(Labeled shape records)
========================================================================

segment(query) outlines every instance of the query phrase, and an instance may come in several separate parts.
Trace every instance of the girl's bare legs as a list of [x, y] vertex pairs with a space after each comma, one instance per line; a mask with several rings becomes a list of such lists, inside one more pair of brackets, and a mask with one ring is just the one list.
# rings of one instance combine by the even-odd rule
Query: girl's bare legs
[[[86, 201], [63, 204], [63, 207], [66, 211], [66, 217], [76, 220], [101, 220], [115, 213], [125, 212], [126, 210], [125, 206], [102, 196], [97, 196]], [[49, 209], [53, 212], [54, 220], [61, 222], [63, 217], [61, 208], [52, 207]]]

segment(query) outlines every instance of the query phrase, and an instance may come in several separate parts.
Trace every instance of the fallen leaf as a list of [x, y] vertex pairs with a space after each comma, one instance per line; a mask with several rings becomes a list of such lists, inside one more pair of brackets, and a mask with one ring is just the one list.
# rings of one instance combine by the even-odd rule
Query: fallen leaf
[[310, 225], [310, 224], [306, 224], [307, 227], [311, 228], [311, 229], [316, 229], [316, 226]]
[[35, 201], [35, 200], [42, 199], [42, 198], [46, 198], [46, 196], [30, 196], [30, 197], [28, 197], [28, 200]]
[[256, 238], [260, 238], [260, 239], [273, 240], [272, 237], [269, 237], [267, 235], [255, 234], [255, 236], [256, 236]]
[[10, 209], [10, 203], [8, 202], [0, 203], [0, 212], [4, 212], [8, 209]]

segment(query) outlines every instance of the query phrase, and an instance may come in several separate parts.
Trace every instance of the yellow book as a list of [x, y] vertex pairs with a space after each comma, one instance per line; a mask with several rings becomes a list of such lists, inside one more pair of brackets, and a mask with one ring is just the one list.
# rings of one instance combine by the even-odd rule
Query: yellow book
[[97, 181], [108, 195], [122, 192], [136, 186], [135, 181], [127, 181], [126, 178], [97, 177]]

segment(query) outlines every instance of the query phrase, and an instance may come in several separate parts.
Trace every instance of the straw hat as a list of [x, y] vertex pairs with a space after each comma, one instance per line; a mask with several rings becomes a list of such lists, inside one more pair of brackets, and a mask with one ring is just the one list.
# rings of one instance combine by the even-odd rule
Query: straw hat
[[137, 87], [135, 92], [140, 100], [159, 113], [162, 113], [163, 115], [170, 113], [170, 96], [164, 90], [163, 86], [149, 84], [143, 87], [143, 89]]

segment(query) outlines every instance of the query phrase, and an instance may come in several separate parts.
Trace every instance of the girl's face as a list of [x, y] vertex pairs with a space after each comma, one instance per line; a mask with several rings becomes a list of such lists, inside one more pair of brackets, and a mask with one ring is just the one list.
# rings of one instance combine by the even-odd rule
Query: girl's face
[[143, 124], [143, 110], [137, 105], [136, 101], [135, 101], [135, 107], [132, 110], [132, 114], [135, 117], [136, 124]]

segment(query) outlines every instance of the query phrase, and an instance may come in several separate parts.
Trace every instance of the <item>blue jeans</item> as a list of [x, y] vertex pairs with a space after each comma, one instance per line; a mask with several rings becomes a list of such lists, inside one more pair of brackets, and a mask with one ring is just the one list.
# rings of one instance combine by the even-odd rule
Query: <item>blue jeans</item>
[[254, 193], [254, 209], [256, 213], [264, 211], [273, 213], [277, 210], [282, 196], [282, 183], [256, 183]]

========================================================================

**Directions for this task**:
Quote the material word for word, from its first line through the line containing "208], [52, 207]]]", with both of those lines included.

**Completed task**:
segment(query) outlines every instance of the query phrase, and an instance may come in several separate parts.
Trace every instance of the girl's bare legs as a list of [x, y] vertex pairs with a space after each comma, one instance per line; a mask with several rings becomes a list of such lists, inside one more pair of brackets, and a mask with one ring is just the one list.
# rings of one instance combine by the even-odd rule
Query: girl's bare legs
[[[86, 201], [63, 204], [63, 207], [66, 211], [66, 217], [76, 220], [101, 220], [115, 213], [125, 212], [126, 210], [125, 206], [102, 196], [97, 196]], [[49, 209], [53, 212], [54, 220], [61, 222], [63, 217], [61, 208], [52, 207]]]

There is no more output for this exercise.